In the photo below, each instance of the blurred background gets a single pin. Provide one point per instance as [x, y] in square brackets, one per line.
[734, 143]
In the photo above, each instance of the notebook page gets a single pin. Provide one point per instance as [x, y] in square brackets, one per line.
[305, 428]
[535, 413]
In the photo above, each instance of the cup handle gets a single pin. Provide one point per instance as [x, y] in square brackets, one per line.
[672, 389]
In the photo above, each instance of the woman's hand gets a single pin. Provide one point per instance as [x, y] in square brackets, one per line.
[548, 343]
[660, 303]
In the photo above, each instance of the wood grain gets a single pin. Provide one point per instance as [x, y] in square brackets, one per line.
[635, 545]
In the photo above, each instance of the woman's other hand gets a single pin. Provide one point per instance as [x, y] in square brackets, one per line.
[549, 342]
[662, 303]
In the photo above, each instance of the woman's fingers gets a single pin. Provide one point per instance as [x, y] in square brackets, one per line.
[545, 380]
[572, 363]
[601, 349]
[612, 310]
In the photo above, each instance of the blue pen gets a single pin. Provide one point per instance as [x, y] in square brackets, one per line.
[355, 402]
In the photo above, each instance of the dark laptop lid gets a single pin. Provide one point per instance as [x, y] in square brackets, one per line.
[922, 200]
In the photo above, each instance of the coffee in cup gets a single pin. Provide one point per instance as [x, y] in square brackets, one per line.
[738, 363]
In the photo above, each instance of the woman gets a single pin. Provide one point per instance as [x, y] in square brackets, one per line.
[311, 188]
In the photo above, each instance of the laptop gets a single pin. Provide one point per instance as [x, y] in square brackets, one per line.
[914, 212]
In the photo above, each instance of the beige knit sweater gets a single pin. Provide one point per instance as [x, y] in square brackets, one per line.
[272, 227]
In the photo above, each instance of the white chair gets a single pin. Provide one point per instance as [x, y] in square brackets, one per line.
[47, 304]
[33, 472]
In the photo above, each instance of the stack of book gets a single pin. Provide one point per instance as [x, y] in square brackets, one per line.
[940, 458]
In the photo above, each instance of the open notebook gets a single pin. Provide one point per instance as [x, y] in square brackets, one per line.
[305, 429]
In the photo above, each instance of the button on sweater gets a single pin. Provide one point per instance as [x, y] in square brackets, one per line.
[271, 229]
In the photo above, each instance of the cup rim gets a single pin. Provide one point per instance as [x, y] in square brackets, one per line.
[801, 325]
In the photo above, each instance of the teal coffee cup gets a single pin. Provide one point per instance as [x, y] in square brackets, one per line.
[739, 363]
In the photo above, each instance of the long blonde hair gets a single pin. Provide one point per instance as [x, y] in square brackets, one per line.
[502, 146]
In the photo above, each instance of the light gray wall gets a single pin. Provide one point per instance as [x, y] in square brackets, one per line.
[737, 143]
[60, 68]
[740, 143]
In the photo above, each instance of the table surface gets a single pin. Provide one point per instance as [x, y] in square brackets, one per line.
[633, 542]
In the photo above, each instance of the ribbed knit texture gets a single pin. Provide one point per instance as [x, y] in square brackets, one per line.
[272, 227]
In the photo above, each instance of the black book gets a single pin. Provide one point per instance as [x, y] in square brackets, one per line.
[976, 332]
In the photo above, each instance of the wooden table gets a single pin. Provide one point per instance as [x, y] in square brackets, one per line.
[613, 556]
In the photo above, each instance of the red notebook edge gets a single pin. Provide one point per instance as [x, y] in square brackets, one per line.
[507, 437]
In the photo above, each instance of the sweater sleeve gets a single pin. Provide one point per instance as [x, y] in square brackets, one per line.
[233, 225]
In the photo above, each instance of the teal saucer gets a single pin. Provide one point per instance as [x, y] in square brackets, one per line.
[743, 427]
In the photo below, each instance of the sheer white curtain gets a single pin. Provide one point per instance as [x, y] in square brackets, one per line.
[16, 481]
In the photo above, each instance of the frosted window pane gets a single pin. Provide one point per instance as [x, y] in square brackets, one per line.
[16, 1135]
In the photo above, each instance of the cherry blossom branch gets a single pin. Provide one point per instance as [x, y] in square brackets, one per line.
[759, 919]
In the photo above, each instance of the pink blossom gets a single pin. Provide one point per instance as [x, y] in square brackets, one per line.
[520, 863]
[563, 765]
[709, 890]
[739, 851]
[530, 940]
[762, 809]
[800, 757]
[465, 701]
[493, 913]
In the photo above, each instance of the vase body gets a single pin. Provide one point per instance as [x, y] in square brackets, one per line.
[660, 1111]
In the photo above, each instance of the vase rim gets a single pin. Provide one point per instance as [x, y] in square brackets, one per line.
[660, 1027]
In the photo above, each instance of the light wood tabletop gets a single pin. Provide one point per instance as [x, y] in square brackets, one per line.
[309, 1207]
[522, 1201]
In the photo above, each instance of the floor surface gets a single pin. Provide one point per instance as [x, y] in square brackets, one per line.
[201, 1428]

-*-

What you should do >> Copy the listing above word for word, from the first line to the last.

Response to the task >>
In the photo below, each instance of the blurred background gets a single pin. Provide one point per instance as [x, y] in square brackets, one per line.
[734, 143]
In the photo above, each instance of the notebook page gets a single pin. Provide one point per instance as [x, y] in square brackets, one per line.
[305, 428]
[535, 413]
In the photo above, each instance of the cup handle gets a single pin. Provide one point per instance as [x, y] in square brackets, one per line.
[672, 389]
In the photo above, each instance of the woman's hand gets a single pin. Provide one point per instance as [x, y] in square brackets, one per line.
[548, 343]
[660, 303]
In the photo above, each instance of the wood grain gets a single pin. Provide one point per instance as [x, y] in square brackets, one per line.
[635, 545]
In the photo above, each instance of the woman's other hand gets a single pin. Provide one point per instance as [x, y] in square brackets, one per line.
[549, 342]
[662, 303]
In the photo above, each instance of the woman's fingers gets a single pin. Provide one point per instance as [x, y] in square brackets, one per line.
[545, 380]
[572, 363]
[601, 349]
[612, 310]
In the photo above, each instance of the blue pen gets a single pin. Provide one point per instance as [x, y] in square brackets, one per line.
[355, 402]
In the photo above, each instance of the dark laptop lid gets a single pin. Provide one point per instance as [x, y] in square brackets, one per line.
[922, 200]
In the photo above, each instance of the coffee in cup gets a single pin. Provide one point per instance as [x, y] in square brackets, one per line.
[738, 363]
In the photo above, each instance of the woman gets a single pin. Provide one point per instance as [x, y] in square brackets, one per line.
[311, 188]
In the photo above, each instance of the laptop gets a single pin. Provide one point per instance as [x, y] in square brackets, one per line.
[914, 212]
In the photo above, each instance of the beige knit sweater gets a single pin. Provide one point per instance as [x, y] in square brackets, one per line.
[272, 227]
In the photo above, each instance of the white chair gets a single pin. Provide one point per instance as [x, y] in square brackets, one per line.
[47, 304]
[33, 472]
In the photo above, each instance of the stack of book gets a single pin. Provide one point per instance as [x, y] in square brackets, one per line.
[940, 458]
In the photo above, each instance of the open notebook gets a single pin. Provide one point per instance as [x, y] in square brackets, one per line.
[305, 429]
In the photo above, each instance of the button on sweater gets a single pin. Provide one point per instance as [x, y] in square brackets, one per line.
[271, 229]
In the photo above, each instance of the cup rim gets a single pin. Provide one point per instance as [x, y] in square brackets, one per line.
[801, 325]
In the photo above, each instance of the teal coffee cup gets a single pin. Provide one point per instance as [x, y] in square brackets, one per line.
[739, 363]
In the photo above, each instance of the long blonde hair gets a single pin. Provide one point per instance as [x, y] in square brackets, one per line.
[502, 146]
In the photo above, each instance of the light gray wall gets a single pin. Provide one point per instance as [x, y] in square brackets, one per line.
[737, 143]
[60, 68]
[740, 143]
In the photo above, each instance of the table surface gets a single pin. Provide one point per instance as [x, y] in square brackets, one per line.
[633, 542]
In the photo above, each instance of the ribbed knit texture gets a single pin. Provide one point per instance as [x, y] in square brackets, one per line.
[272, 227]
In the photo above, each instance of the black book gets a single pin. Provide one point per instance as [x, y] in square brackets, one per line.
[976, 332]
In the photo above, each instance of the wooden table gets a single pin. Provide one point per instance as [x, y] in square brackets, one per line.
[613, 556]
In the photo above, each instance of the red notebook edge gets a single pin. Provide one point per instance as [x, y] in square brackets, one per line.
[507, 437]
In the photo above, each instance of the sweater sleeve gets a single pin. Provide one point per instance as [x, y] in square brackets, one per line.
[233, 225]
In the photo above, each instance of the teal saucer gets a single pin. Provide one point per instance as [x, y] in square brackets, one per line.
[743, 427]
In the photo below, each instance of the sheer white curtain gets a single pin. Provide one point per instance as [x, y] in square brackets, one per line.
[16, 481]
In the photo above, each instance of the frosted window pane gets a single pin. Provide one point per instance as [x, y] in square brackets, one per line.
[16, 1135]
In the photo above, each instance of the cherry blossom branch gets a single pin. Provide one point per instance as [x, y] in square brackets, one per line.
[759, 919]
In the photo above, each instance of the pink blossom gets a single pin. Provide one point per instance as [x, y] in square brackets, one per line.
[520, 863]
[563, 765]
[709, 890]
[739, 851]
[530, 940]
[762, 809]
[800, 757]
[465, 701]
[493, 913]
In the photo above, each instance of the vase body gets a single pin. Provide one point per instance as [x, y] in square brackets, one per line.
[660, 1111]
In the photo above, each instance of the vase rim gets a single pin. Provide one point per instance as [x, y] in square brackets, one per line.
[660, 1027]
In the photo above, each instance of the light wood tabletop gets a single pin. Provide one point per instance as [x, y] in square brackets, one per line.
[309, 1207]
[522, 1201]
In the photo above, each instance of the floor surface gets a single pin. Provide one point per instance as [x, y] in square brackets, one per line.
[201, 1428]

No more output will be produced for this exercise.